* **Instructions to follow**
Would you please return the lines of the entries below starting at the line that has "Target: rear door window" and ending at the line that has "point_to reports the position of each instance of the gray", both included, exactly as they are?

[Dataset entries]
══════

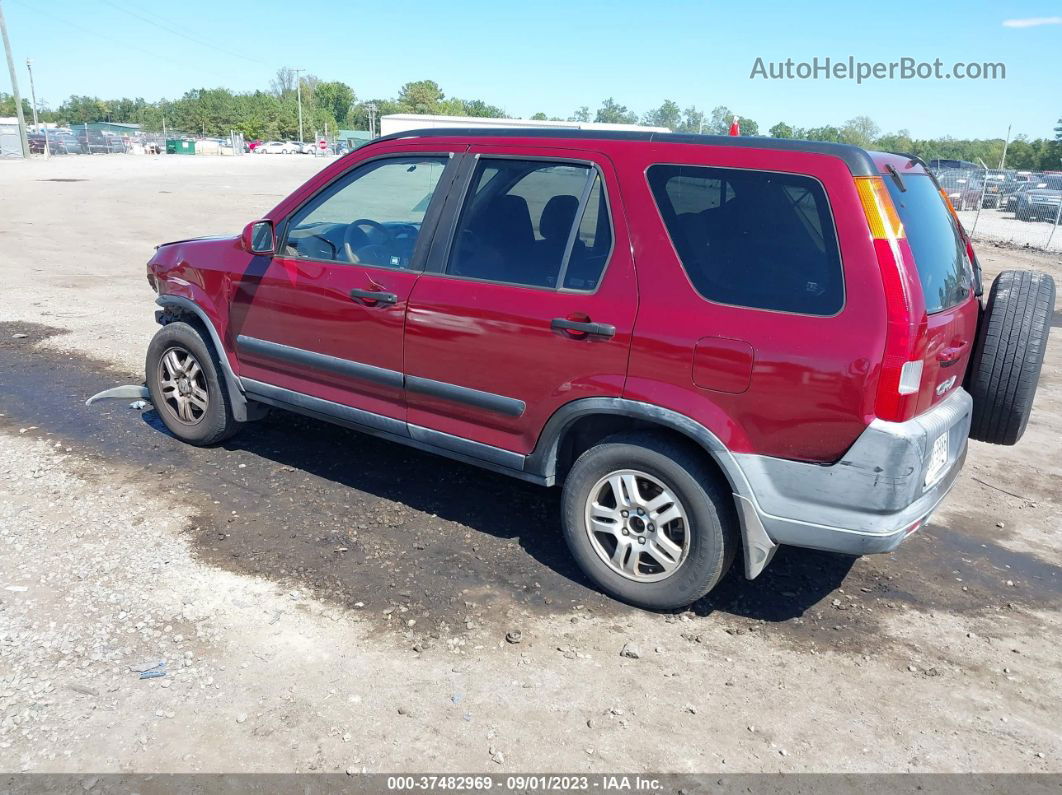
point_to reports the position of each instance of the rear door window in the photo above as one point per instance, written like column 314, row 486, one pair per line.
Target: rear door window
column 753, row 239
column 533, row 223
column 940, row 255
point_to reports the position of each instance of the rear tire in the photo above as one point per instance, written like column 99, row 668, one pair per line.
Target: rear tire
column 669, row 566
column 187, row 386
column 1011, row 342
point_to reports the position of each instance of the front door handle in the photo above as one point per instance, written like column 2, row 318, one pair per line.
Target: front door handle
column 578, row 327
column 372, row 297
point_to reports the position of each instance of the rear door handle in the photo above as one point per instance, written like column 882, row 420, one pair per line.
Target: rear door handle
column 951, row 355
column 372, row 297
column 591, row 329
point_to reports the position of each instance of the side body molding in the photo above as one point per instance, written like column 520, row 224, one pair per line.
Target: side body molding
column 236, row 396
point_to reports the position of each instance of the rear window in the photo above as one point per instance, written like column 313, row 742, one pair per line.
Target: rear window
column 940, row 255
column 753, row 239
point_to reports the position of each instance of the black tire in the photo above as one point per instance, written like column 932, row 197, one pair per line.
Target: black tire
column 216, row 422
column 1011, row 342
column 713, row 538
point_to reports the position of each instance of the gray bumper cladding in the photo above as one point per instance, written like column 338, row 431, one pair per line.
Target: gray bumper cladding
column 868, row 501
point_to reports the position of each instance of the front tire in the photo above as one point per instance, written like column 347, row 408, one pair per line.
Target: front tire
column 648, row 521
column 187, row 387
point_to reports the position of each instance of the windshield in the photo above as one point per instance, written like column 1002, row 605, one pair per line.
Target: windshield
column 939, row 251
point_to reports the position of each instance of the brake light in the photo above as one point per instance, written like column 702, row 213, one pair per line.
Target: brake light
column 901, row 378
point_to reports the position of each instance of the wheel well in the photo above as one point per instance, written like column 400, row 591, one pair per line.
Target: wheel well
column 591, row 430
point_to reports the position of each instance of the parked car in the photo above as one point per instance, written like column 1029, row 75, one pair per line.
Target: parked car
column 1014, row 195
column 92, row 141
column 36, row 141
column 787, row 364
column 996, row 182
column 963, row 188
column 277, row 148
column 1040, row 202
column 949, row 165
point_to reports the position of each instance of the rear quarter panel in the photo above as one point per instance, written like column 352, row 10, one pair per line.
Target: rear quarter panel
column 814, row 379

══════

* **Output of the task**
Target: rear door window
column 753, row 239
column 533, row 223
column 940, row 255
point_to reports the position of each instance of the rear tire in the photo above as one point per instance, written like column 99, row 668, one pair per line.
Target: rear tire
column 669, row 566
column 187, row 386
column 1011, row 342
point_to reports the position of each instance of the front door handle in the photo above as one point per instance, written like column 2, row 318, one pair per line.
Target: front door handle
column 578, row 327
column 372, row 297
point_to reports the position of each instance of the rear door handle in the photo above as one point per instance, written like column 882, row 420, one pair per line.
Target: rear door handle
column 951, row 355
column 372, row 297
column 591, row 329
point_to reports the position of each instance of the side body molding in the photo above as one point per instance, written like column 520, row 224, one pair per line.
Target: side body molding
column 236, row 396
point_to reports the position of each instance of the rear window in the photo above as one point per instance, written like column 313, row 742, one pair per line.
Target: rear window
column 940, row 255
column 753, row 239
point_to reports the position of each instance of the black tire in the photo above as one point per instance, written like column 932, row 197, one pair per line.
Target: black tire
column 216, row 422
column 1011, row 342
column 713, row 538
point_to reports the position of each instance of the gray bumper cladding in the photo above as one point per instance, written like column 338, row 431, one pair per line.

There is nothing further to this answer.